◆ Stored rows
——————————

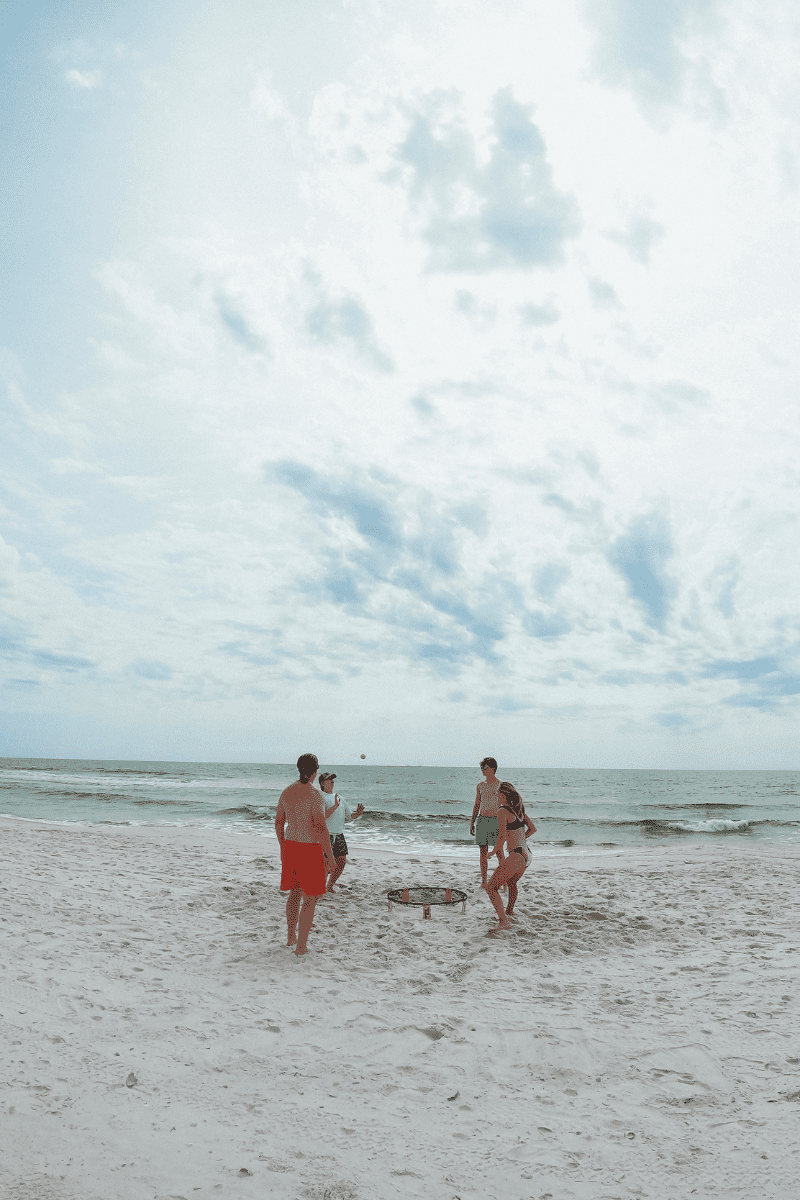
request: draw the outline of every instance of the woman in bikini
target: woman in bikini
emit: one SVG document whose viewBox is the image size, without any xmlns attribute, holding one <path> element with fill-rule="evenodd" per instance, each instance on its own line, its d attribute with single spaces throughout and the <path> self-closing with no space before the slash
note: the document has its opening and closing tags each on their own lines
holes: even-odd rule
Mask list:
<svg viewBox="0 0 800 1200">
<path fill-rule="evenodd" d="M 491 932 L 497 932 L 499 929 L 511 929 L 510 918 L 513 916 L 513 906 L 517 902 L 517 883 L 530 862 L 530 851 L 525 840 L 530 838 L 531 833 L 536 833 L 536 826 L 525 812 L 522 797 L 516 787 L 511 784 L 500 784 L 498 799 L 500 802 L 498 808 L 500 834 L 494 848 L 499 857 L 505 844 L 509 853 L 500 859 L 486 886 L 487 895 L 498 914 L 498 924 Z M 505 910 L 499 895 L 499 889 L 504 883 L 509 884 L 509 904 Z"/>
</svg>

——————————

◆ Goal
Reproduce the listing above with "woman in bikini" switched to "person in swimsuit" throughout and every other line unchanged. Leave the picture out of your answer.

◆ Exercise answer
request: draw the outline of every instance of the person in swimsuit
target: person in swimsuit
emit: one SVG document whose viewBox is the image size, without any xmlns attribute, holding one <path> element with fill-rule="evenodd" per instance, each instance on its own line, its d attribute with single spaces throughout and the <path> self-closing with no space before the slash
note: the document has its opening and closing tags each on their own lines
holes: even-odd rule
Mask list:
<svg viewBox="0 0 800 1200">
<path fill-rule="evenodd" d="M 491 932 L 497 932 L 499 929 L 511 929 L 510 918 L 513 916 L 513 906 L 517 902 L 517 883 L 530 862 L 530 851 L 525 840 L 530 838 L 531 833 L 536 833 L 536 826 L 525 812 L 522 797 L 516 787 L 511 784 L 500 784 L 498 799 L 500 802 L 498 808 L 500 834 L 494 848 L 499 857 L 505 844 L 509 853 L 500 859 L 486 886 L 487 895 L 498 914 L 498 924 Z M 505 910 L 499 895 L 499 889 L 504 883 L 509 884 L 509 904 Z"/>
</svg>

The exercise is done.